_Exercise aim_.
The records that follow are to be transcribed in full, without their images.

## START

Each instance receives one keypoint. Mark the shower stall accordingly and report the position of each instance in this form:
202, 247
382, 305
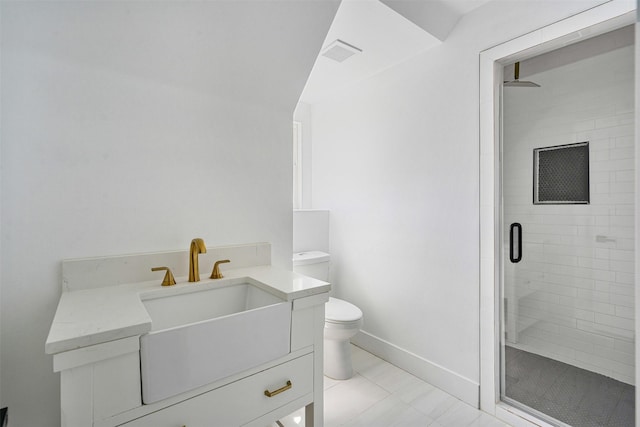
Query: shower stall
568, 160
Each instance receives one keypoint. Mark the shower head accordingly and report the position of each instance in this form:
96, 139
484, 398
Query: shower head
516, 82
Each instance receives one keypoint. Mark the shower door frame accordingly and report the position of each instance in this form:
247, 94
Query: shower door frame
606, 17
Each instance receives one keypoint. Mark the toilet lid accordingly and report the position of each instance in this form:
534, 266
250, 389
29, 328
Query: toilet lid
338, 310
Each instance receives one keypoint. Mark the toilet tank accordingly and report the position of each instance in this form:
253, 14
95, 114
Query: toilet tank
313, 264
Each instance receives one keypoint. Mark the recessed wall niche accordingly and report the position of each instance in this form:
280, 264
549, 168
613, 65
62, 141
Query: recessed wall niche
561, 174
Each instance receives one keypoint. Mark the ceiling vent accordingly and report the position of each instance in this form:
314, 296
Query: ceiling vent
339, 50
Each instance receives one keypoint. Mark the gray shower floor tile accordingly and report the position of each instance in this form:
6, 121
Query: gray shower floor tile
569, 394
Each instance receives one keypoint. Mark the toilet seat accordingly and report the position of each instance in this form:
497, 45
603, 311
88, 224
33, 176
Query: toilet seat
341, 312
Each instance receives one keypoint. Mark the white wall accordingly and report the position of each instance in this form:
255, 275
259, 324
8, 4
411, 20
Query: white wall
310, 230
571, 296
302, 114
132, 127
395, 160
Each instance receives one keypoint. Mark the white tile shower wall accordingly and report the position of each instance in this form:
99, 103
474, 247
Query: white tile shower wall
574, 288
310, 230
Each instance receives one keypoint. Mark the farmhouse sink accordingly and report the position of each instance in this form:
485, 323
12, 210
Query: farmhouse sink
204, 333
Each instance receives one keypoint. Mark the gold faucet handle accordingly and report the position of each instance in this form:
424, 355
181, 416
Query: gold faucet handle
168, 278
215, 274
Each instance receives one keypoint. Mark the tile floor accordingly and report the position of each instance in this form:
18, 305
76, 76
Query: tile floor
567, 393
382, 395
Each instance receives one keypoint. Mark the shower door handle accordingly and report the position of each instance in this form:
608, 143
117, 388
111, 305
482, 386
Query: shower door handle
515, 242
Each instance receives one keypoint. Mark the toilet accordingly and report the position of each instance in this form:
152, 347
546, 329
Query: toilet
342, 319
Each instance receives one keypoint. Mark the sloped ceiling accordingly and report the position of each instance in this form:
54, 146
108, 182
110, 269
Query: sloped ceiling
388, 32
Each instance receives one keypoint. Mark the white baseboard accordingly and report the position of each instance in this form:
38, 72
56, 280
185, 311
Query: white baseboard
456, 385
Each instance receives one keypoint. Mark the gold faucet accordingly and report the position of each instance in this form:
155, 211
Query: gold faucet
215, 274
197, 247
169, 280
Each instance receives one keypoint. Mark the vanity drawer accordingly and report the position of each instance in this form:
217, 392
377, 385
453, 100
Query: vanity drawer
239, 402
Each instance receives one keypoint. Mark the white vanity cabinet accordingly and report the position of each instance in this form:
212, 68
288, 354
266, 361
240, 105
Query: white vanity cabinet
101, 386
95, 343
242, 401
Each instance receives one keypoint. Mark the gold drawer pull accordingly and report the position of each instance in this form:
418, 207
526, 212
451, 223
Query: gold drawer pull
278, 391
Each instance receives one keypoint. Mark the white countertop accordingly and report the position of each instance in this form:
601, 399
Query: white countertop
94, 316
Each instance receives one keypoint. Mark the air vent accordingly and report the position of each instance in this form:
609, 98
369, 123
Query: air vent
561, 174
339, 50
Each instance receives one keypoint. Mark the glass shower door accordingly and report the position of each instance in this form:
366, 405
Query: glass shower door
567, 292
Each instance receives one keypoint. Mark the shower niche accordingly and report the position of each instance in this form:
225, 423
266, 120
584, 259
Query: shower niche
561, 174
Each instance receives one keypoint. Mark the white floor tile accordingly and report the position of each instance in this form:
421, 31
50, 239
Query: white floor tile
382, 395
390, 412
435, 403
460, 414
345, 401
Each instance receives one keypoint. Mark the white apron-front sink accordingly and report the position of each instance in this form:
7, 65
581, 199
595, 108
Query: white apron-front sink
201, 334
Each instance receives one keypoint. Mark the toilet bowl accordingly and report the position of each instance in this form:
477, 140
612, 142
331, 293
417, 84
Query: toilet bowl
342, 319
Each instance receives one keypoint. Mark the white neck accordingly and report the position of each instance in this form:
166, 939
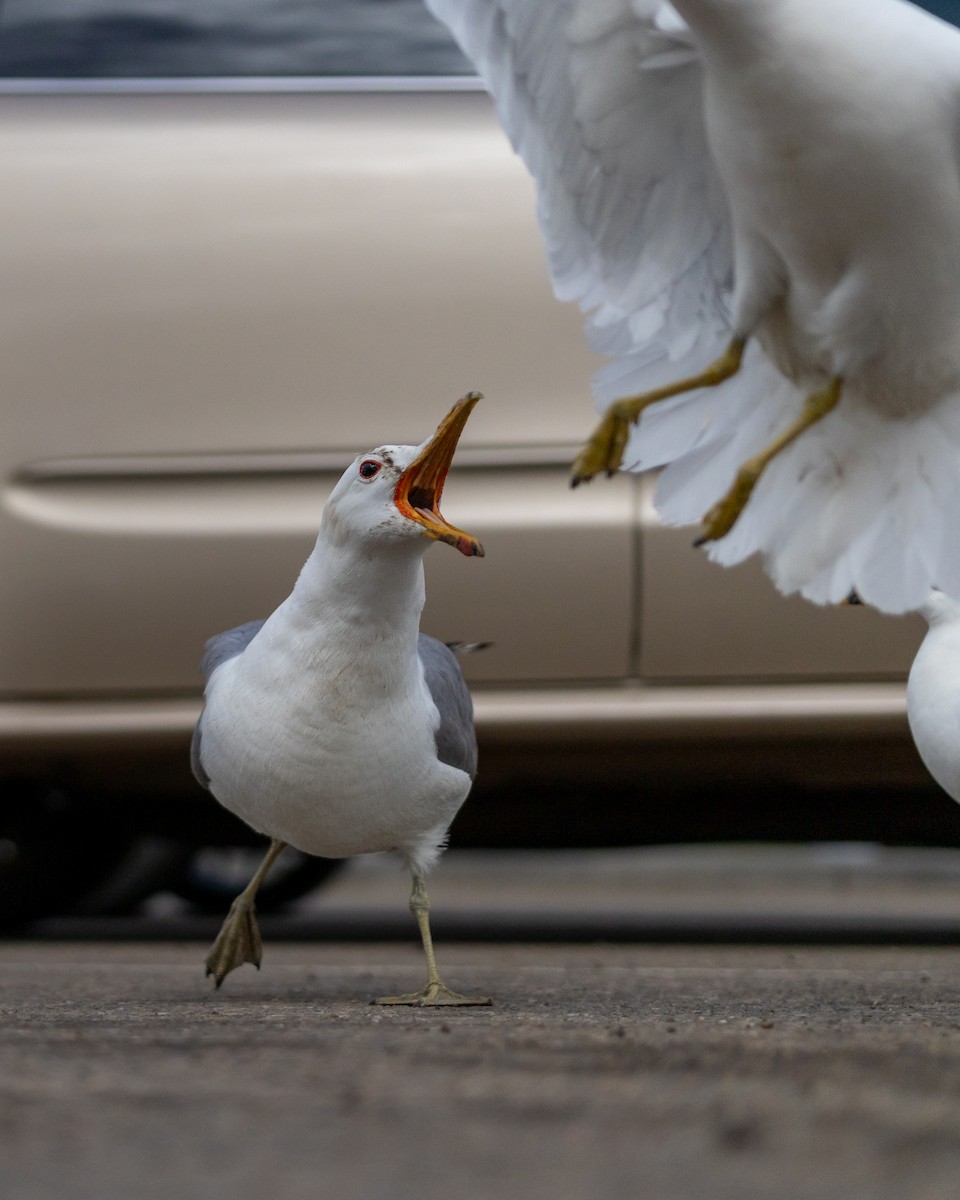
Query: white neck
360, 603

## END

_In response_.
Each instance receives one keypoint. Mark the shower stall accordingly and report the position of each instance in this form:
202, 247
382, 305
Query: shower stall
568, 160
Each instance receives one keypoint. Mark the shower head accordingly and report the position of each instance in this form:
96, 139
484, 398
Query: shower head
516, 82
Each instance receives one keypoint. Mark the shower door frame accordingly and report the position of each instance in this form:
247, 94
Query: shower door frame
606, 17
Each instance receives one keypoint. Mark the toilet lid accordingly and report the position of each instance in this form:
534, 266
250, 389
29, 328
Query: toilet lid
338, 310
Each instance receives one keypoint. Mark the toilet tank accordingly and report the position of each instance in this form:
253, 14
95, 114
Query: toilet tank
313, 264
Each instance receives one keypoint. Mark the recessed wall niche accordingly and report the position of each instance in this form:
280, 264
549, 168
613, 65
62, 141
Query: recessed wall niche
561, 174
Each instance receives one keypoint. Mark the ceiling vent accordingly and report the position of each instance in this form:
314, 296
Query: ceiling vent
339, 50
Each instance receives one keypoint. Mark the gray shower floor tile accordingly and report the position of each instance in this form:
6, 121
Query: gray shower floor tile
569, 394
Each instance receives one keypoint. Mark the toilet seat accordingly and report the position of each instance in this form:
497, 45
603, 311
88, 224
33, 176
Query: toilet seat
341, 312
Each instance receives one keypoint. Mark the white wall accordingly and report the position of each instance in this form:
255, 275
259, 324
8, 4
411, 20
Query: white wall
310, 230
571, 296
302, 114
132, 127
395, 160
Each instance receives one keypoint. Mark the white tile shower wall accordingly and report the position of each instance in this form:
99, 103
474, 247
Query: white tile shower wall
574, 288
310, 230
Each instance receives one keypoint. Mark the farmhouse sink accordingly and report the position of each instance in this form:
485, 323
12, 210
Query: farmhouse sink
204, 333
Each instance receives one keypoint. Mark the gold faucet handle accordingly and report the position of each instance in this form:
424, 355
181, 416
Query: gold faucet handle
168, 278
215, 274
Each instance receives one keypoint. Mark the tile floor accordingly and report the position of each instance in this form:
18, 305
76, 76
Query: tile floor
567, 393
382, 395
Each instance receives one keypoint. Mark the shower door handle accordingly and report the position of each instance in this form:
608, 143
117, 388
111, 305
482, 386
Query: shower door handle
515, 242
Each instance receives one keypoint. Mark the toilet accordingly and report the position of each instance in this form:
152, 347
546, 329
Query: toilet
342, 319
Each instance receives one keypoint. Mark the sloped ceiling accordingly and report the position of each instance in this form:
54, 146
108, 182
110, 269
Query: sloped ceiling
388, 32
Each instance receives one keypoint. Mark the white baseboard accordingly and report the position of each instance in this form:
38, 72
56, 280
185, 311
Query: white baseboard
456, 385
Each instance receives one keypoint. Mark the gold faucet accordingly and report the position of each instance in this form:
155, 211
Query: gold faucet
215, 274
197, 247
169, 280
Each instance receives one keypoint. Mark the vanity drawer accordingly and report the position of each instance in this form:
217, 392
377, 385
453, 100
Query: vanity drawer
239, 402
Each instance receives one keypoint. Mark the white vanity cabinet accordingly and report the position of each instance in this form:
212, 68
288, 354
266, 361
240, 105
Query: white vanity cabinet
101, 386
95, 343
242, 401
Each instance receives one keypoint. Mark the gold drawer pull accordingly and report the position of each instance in this form:
418, 207
526, 212
451, 223
Query: gold drawer pull
278, 391
Each instance receives one keypoint. Mark the white countertop accordingly and report the position of each instance in this form:
601, 399
Query: white countertop
94, 316
Each instance receives one keypoint. Mark the air vent accordingly and report the position of each instance in this form:
609, 98
369, 123
Query: air vent
561, 174
339, 50
Each instance receives one keypoint. Mark the glass shower door accordingly and report the position of each instance in this form:
366, 405
Query: glass shower door
567, 292
Each instance receives one keypoint. Mark the shower niche accordingly and report the position of each instance in this form:
225, 423
266, 120
584, 259
Query: shower niche
561, 174
Each instance receives one keypoint. Mark the white floor tile accordingly and report the position of each instance in this form:
421, 31
50, 239
Query: white floor tile
382, 395
390, 412
435, 403
460, 414
345, 401
Each instance receives one keypoint. Mark the white apron-front sink accordingly and report the position of each instance in this form:
7, 65
581, 199
595, 108
Query: white apron-front sink
201, 334
Each instance receives one keypoint. Mark the toilet bowl accordingly and report the position of each instance in this form:
477, 140
612, 142
331, 293
417, 84
Query: toilet bowl
342, 319
Each instance receives one keypoint. Mark the white neck accordingly and report the position of each instance in this form:
166, 939
Query: white neck
360, 603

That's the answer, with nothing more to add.